**What the task asks:** Omit the images, then print each record below exactly as it reads.

**Given records:**
***
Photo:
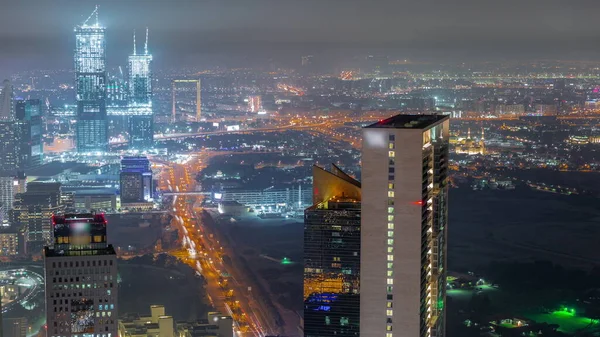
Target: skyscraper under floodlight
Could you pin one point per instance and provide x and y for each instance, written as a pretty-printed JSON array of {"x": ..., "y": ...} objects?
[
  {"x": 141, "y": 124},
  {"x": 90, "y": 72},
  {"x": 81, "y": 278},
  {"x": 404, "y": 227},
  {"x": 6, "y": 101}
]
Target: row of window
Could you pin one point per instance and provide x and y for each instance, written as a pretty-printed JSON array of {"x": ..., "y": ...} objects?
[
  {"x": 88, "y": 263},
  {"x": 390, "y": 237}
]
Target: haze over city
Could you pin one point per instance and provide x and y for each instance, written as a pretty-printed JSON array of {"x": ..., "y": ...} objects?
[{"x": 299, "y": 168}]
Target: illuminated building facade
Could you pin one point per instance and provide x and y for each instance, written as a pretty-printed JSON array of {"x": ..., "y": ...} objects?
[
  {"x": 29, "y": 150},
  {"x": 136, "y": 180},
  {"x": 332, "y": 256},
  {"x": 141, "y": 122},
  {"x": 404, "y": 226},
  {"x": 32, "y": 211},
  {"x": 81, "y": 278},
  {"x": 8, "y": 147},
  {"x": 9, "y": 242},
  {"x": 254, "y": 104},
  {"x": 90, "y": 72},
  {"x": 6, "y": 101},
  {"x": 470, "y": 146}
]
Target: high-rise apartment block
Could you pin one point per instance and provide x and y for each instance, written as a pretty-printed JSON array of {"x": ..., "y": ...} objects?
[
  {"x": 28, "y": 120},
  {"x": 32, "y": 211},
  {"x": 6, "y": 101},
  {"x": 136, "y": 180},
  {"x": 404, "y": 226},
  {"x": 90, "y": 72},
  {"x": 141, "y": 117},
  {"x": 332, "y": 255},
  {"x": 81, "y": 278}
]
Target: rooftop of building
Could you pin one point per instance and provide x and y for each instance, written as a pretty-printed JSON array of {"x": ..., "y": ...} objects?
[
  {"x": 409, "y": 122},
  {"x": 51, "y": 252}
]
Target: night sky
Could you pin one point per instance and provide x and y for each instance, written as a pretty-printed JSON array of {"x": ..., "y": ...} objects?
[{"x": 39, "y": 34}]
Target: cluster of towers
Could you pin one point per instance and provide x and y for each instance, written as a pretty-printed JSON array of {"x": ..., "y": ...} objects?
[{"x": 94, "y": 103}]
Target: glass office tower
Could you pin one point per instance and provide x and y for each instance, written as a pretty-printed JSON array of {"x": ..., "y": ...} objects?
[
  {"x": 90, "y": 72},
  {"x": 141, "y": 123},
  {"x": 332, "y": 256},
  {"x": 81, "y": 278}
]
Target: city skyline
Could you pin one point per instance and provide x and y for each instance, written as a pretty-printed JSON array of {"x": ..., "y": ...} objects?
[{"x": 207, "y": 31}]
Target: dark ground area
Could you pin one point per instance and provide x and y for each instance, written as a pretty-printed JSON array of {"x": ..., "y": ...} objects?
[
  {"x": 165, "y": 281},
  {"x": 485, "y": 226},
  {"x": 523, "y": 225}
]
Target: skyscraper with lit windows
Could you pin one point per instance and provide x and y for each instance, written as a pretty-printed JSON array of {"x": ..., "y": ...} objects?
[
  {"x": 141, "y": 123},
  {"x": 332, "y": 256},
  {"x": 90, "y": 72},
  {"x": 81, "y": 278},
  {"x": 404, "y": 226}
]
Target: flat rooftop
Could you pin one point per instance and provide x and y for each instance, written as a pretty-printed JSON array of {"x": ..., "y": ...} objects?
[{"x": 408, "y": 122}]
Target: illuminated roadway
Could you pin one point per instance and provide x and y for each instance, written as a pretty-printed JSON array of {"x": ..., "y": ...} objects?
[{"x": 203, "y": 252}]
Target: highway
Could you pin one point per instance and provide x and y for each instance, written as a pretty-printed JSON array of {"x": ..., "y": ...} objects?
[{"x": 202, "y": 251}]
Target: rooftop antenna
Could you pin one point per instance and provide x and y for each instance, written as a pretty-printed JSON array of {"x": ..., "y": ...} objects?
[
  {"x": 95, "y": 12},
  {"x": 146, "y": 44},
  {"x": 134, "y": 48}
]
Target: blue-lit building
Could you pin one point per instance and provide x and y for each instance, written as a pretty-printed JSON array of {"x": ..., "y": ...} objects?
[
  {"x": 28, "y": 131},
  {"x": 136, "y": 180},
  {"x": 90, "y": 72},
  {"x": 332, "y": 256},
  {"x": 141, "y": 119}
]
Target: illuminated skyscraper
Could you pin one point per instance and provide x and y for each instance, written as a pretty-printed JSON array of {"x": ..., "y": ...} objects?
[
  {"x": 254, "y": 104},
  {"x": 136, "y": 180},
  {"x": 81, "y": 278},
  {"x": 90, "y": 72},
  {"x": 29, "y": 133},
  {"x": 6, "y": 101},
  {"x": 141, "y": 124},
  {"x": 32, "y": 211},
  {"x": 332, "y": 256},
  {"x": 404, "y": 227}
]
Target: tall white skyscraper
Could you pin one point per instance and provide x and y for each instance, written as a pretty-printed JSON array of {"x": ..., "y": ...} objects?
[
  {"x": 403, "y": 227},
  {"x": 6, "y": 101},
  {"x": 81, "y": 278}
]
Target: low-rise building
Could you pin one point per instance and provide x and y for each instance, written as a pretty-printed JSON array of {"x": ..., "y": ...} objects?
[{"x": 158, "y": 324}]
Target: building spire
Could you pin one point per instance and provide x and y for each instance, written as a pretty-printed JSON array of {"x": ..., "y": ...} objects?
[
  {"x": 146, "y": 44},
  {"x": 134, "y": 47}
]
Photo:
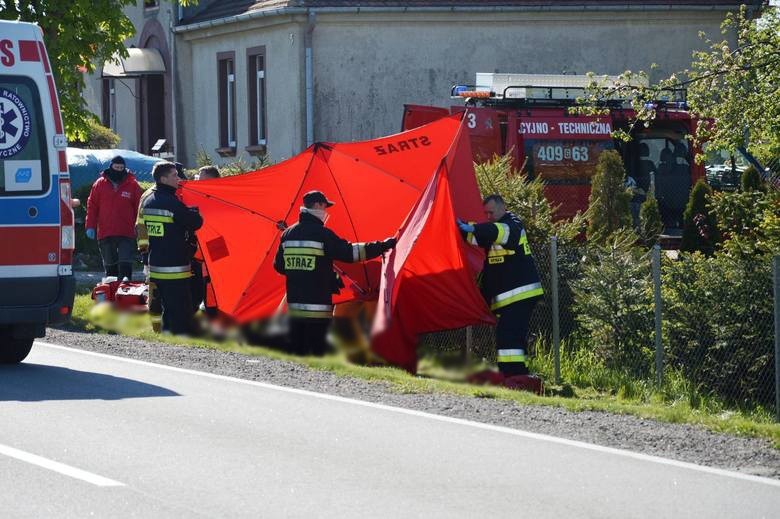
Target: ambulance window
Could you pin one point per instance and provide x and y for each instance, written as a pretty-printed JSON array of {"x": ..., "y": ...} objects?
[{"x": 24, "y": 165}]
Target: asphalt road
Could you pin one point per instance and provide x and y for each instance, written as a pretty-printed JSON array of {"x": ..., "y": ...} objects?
***
**Result for this task:**
Photo:
Target: skyscraper under floodlight
Could you pin one point per instance and provide x and y for each instance, written as a pretty-printed JSON array of {"x": ..., "y": ...} objects?
[
  {"x": 141, "y": 124},
  {"x": 90, "y": 72},
  {"x": 81, "y": 278},
  {"x": 404, "y": 227},
  {"x": 6, "y": 101}
]
Target: row of window
Could you pin one point per instance and provide x and y for each instance, written as a pretty-printed JSON array of {"x": ..., "y": ...} objects?
[
  {"x": 88, "y": 263},
  {"x": 390, "y": 237}
]
Target: haze over city
Could you pin one point per instance and provide x and y for each instance, written as a pretty-printed JSON array of {"x": ..., "y": ...} objects?
[{"x": 299, "y": 168}]
Target: illuminated building facade
Could you pin one point per instance and provide x and y for each instance, written as a pretty-printed JSON array of {"x": ..., "y": ...} objects?
[
  {"x": 29, "y": 150},
  {"x": 136, "y": 180},
  {"x": 332, "y": 256},
  {"x": 141, "y": 122},
  {"x": 404, "y": 226},
  {"x": 32, "y": 211},
  {"x": 81, "y": 278},
  {"x": 8, "y": 147},
  {"x": 9, "y": 242},
  {"x": 254, "y": 104},
  {"x": 90, "y": 72},
  {"x": 6, "y": 101},
  {"x": 470, "y": 146}
]
Target: high-rise apartment block
Could you pin one point per instance and provide x and y for each instance, written as a pretty-printed JSON array of {"x": ..., "y": ...} objects?
[
  {"x": 28, "y": 120},
  {"x": 32, "y": 211},
  {"x": 6, "y": 101},
  {"x": 136, "y": 180},
  {"x": 404, "y": 226},
  {"x": 90, "y": 72},
  {"x": 141, "y": 117},
  {"x": 332, "y": 255},
  {"x": 81, "y": 278}
]
Target: rooftop of building
Could you pin one point per instance and provide x and y for each instance, written as a pretty-printed JSON array of {"x": ..., "y": ...} objects?
[
  {"x": 409, "y": 122},
  {"x": 51, "y": 252}
]
Target: night sky
Could you pin one point per instance and provide x and y for each instance, written as a pretty-printed JSON array of {"x": ..., "y": ...} objects?
[{"x": 39, "y": 34}]
Target: cluster of towers
Could you pin one point per instance and provide x and y for each instance, written as a pretty-printed JSON array of {"x": ..., "y": ...} objects?
[{"x": 94, "y": 103}]
Target: glass office tower
Could you pin one point per instance and provide x and y for each instance, written as a pretty-printed JSON array of {"x": ..., "y": ...} objects?
[
  {"x": 90, "y": 72},
  {"x": 141, "y": 123},
  {"x": 332, "y": 256},
  {"x": 81, "y": 278}
]
Target: city skyline
Could you pin one point per instance and provide x and y for each instance, written as a pretty-printed JSON array of {"x": ..., "y": ...} objects?
[{"x": 207, "y": 31}]
Target: dark ground area
Could you pin one point per instance and provide x and y for each instance, written as a pretty-printed JSON array of {"x": ..., "y": ...} objects?
[
  {"x": 165, "y": 281},
  {"x": 485, "y": 226},
  {"x": 523, "y": 225}
]
Target: skyscraper with lit windows
Could you pin one point per instance and provide x and y for each instance, written as a pretty-printed JSON array of {"x": ..., "y": ...} objects?
[
  {"x": 141, "y": 123},
  {"x": 332, "y": 256},
  {"x": 90, "y": 72},
  {"x": 81, "y": 278},
  {"x": 404, "y": 226}
]
Target: flat rooftop
Could you pin one point per instance and provide x and y for each instance, written as a pretty-printed JSON array of {"x": ..., "y": ...} objects?
[{"x": 408, "y": 122}]
Target: illuminated roadway
Could you pin one point per instance and provide x and y for each instance, written as a pretty-printed JSON array of {"x": ..., "y": ...} objects?
[{"x": 203, "y": 252}]
Target: highway
Could you pin one point per instance and provide x and y for each instance, written as a pretty-printed JSON array of {"x": ..., "y": ...} objects?
[{"x": 202, "y": 251}]
Target: rooftop antenna
Could you pin one point per instance and provide x and y for each instance, written as a pretty-printed JSON array of {"x": ..., "y": ...} objects?
[
  {"x": 95, "y": 12},
  {"x": 146, "y": 44},
  {"x": 134, "y": 48}
]
Target: blue-lit building
Could you pin one point per instance and provide x and y for each instance, written as a pretty-printed JSON array of {"x": ..., "y": ...} objects?
[
  {"x": 28, "y": 131},
  {"x": 136, "y": 180},
  {"x": 90, "y": 72},
  {"x": 332, "y": 256},
  {"x": 141, "y": 119}
]
Target: illuminated skyscraper
Could you pin one point per instance and provide x and y for each instance, written as a pretty-printed JSON array of {"x": ..., "y": ...} objects?
[
  {"x": 254, "y": 104},
  {"x": 136, "y": 180},
  {"x": 81, "y": 278},
  {"x": 90, "y": 72},
  {"x": 29, "y": 133},
  {"x": 6, "y": 101},
  {"x": 141, "y": 124},
  {"x": 32, "y": 211},
  {"x": 332, "y": 256},
  {"x": 404, "y": 227}
]
Target: tall white skyscraper
Could you pin one point per instance and provide x and y for each instance, written as a pretty-printed JSON array of {"x": ..., "y": ...} objects?
[
  {"x": 403, "y": 227},
  {"x": 6, "y": 101},
  {"x": 81, "y": 278}
]
Target: low-rise building
Could you pin one point per instance and provide x and y for each instance, written as a pretty-printed JSON array of {"x": ..., "y": ...} objects?
[{"x": 158, "y": 324}]
Target: building spire
Could you pin one point per instance and provide x and y for each instance, written as a pretty-printed JSON array of {"x": ..., "y": ...} objects?
[
  {"x": 146, "y": 44},
  {"x": 134, "y": 47}
]
Photo:
Target: ambulance window
Could you pin one point per instance and provide x and y for each instance, written as a pretty-printed JSON array of {"x": ..., "y": ...} objects?
[{"x": 24, "y": 165}]
Target: asphalt road
Could you pin one point per instance and provide x and y for each instance, written as a pretty-printed JSON array of {"x": ..., "y": ...} objects?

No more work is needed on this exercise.